# Work instruction:
Please copy the part of the text about Fort Bragg's glass beaches that opens with the words containing "Forty Bragg has" and closes with "in MacKerricher Park.".
___ Text block
Our magnificent Beaches of Glass are not just a city treasure. They are a City, County, State and NATIONAL TREASURE! They are World Famous! Letting them disappear will be an economic disaster for not just the city, but the whole coastal zone and county.

They want to have a Marine Research Facility, but are willing to let the richest, healthiest, marine environment in at least all of northern California die back so varieties of species of life are actually lost! The studies a Marine Research Facility could do here on the benefits of the glass could be another huge draw. We are a magnificently unique place and this is being ignored.

This fantastic accidental underwater garden should be being used to draw even more tourists in the area of nature divers and snorkelers. Instead, it is being ignored.

Sea Glass Festivals are being held around the continent, including Santa Cruz and Cayucos in California, but we have none. They are willing to let it just walk out of town, when it should at least be capitalized on for the sake of the community.

YOU Must Help Prevent This Looming

I plan to sell my business and retire in Arcata in the next few years to be near my children.


Forty Bragg has THREE Glass Beaches. The two of them that are still heavily laden with glass are city, not park, beaches. A lot of locals don't even know that. All they know about is "Glass Beach" in MacKerricher Park.

These are recent photos of the city beaches:
Site #1, 1906-43 dumpsite

Site 2, 1943-49 dumpsite

These beaches of glass have created the healthiest marine environment in at least northern California. Fort Bragg's magnificent beaches of glass are being rapidly depleted. The glass on the beaches is called 'sea glass" and is considered a semi-precious gem that artists and collectors flock to Fort Bragg for from around the world. They are literally a "World Famous" recreational destination and tourist attraction vitally important to the economy of the state, county and city. Fort Bragg is the "sea glass" Mecca. It has the highest concentration of sea glass in the world. Site 3, "Glass Beach", located mostly within MacKerricher State Park, gets 1,000 to 1,200 visitors a day in the summer. Visitors to Sites 1 & 2 will escalate dramatically with the opening of the coastal trail. Efforts by the Parks Department to slow or halt the depletion at "Glass Beach" have been a total failure, doing nothing but deterring tourism at a time when the city, county and state desperately need every tourist they can get. "Glass Beach" is nearly totally depleted and huge populations of small creatures have been lost, beginning what will be a dramatic environmental decline.
______
___ Record extracts
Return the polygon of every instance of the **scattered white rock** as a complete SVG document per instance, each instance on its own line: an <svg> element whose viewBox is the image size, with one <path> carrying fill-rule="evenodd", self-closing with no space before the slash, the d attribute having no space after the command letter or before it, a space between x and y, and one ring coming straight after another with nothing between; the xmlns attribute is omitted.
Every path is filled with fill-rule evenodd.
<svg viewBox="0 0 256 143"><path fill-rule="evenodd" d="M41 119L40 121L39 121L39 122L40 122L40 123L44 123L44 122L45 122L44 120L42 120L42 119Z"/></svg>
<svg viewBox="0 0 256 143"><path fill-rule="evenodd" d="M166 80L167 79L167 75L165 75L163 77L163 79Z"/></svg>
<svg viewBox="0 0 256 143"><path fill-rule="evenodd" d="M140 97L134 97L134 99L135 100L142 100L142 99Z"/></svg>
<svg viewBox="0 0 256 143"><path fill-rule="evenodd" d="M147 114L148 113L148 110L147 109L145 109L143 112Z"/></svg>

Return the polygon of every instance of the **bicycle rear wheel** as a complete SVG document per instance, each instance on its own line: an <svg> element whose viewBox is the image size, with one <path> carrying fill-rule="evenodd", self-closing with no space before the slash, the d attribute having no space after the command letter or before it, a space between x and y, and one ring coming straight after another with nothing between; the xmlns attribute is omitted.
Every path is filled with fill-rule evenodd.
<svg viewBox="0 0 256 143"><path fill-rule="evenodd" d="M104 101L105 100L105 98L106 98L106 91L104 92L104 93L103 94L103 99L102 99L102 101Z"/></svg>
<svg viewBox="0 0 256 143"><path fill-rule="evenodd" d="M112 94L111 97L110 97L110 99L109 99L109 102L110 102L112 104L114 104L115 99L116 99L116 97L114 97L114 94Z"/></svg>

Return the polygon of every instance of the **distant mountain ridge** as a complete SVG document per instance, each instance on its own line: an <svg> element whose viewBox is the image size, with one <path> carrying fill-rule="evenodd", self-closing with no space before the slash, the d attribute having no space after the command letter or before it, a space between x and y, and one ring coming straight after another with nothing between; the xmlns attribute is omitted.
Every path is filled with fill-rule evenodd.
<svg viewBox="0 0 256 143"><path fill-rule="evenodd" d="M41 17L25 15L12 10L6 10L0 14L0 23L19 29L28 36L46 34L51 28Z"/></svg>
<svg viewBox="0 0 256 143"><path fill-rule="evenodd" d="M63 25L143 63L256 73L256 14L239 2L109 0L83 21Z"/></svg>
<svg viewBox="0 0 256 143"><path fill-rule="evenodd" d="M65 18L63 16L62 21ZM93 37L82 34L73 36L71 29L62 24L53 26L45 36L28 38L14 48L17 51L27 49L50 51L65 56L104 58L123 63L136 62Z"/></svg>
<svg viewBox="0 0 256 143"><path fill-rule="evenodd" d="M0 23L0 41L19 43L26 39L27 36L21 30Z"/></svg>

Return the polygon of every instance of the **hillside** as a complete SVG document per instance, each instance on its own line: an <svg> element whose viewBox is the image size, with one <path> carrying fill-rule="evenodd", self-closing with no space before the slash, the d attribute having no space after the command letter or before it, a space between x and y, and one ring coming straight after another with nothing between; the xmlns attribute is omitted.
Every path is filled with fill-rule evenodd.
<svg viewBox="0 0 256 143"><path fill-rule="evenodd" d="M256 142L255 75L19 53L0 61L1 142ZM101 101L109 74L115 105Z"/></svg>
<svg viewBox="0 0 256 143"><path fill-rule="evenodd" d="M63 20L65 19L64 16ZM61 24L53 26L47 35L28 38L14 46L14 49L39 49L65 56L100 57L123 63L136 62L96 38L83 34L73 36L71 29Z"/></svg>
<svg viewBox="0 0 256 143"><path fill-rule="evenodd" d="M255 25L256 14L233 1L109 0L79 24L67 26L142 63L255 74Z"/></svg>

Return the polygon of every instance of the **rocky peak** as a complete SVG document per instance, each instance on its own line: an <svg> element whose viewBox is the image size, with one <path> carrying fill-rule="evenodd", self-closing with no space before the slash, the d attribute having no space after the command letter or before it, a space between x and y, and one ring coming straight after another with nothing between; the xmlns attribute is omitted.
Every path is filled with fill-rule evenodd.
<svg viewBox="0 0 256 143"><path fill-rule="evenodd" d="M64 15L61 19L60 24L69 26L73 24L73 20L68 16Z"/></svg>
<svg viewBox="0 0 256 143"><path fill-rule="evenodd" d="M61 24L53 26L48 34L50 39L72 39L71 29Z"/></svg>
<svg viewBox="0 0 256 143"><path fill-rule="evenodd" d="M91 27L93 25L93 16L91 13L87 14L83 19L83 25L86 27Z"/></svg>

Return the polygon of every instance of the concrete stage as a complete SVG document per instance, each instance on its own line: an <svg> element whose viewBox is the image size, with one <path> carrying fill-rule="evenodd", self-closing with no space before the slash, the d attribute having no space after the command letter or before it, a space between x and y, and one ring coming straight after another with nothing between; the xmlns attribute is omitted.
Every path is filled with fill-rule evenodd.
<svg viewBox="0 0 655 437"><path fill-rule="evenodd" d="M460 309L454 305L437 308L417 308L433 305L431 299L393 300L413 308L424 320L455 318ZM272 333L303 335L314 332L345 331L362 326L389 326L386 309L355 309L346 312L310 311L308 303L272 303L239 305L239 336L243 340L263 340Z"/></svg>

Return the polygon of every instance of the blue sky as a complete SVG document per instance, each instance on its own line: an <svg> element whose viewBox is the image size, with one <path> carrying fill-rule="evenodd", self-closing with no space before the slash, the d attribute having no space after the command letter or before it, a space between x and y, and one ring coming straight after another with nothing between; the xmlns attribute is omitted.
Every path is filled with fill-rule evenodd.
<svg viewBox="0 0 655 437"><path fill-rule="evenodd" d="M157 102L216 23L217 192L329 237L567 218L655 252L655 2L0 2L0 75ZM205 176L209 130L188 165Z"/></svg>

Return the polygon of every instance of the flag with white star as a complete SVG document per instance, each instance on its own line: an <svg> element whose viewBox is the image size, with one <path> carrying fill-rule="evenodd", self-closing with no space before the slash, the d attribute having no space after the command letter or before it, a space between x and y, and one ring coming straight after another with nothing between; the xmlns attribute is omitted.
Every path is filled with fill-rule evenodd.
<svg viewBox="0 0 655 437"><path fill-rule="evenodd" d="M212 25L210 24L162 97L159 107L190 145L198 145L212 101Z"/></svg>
______
# Finished exercise:
Forty Bragg has THREE Glass Beaches. The two of them that are still heavily laden with glass are city, not park, beaches. A lot of locals don't even know that. All they know about is "Glass Beach" in MacKerricher Park.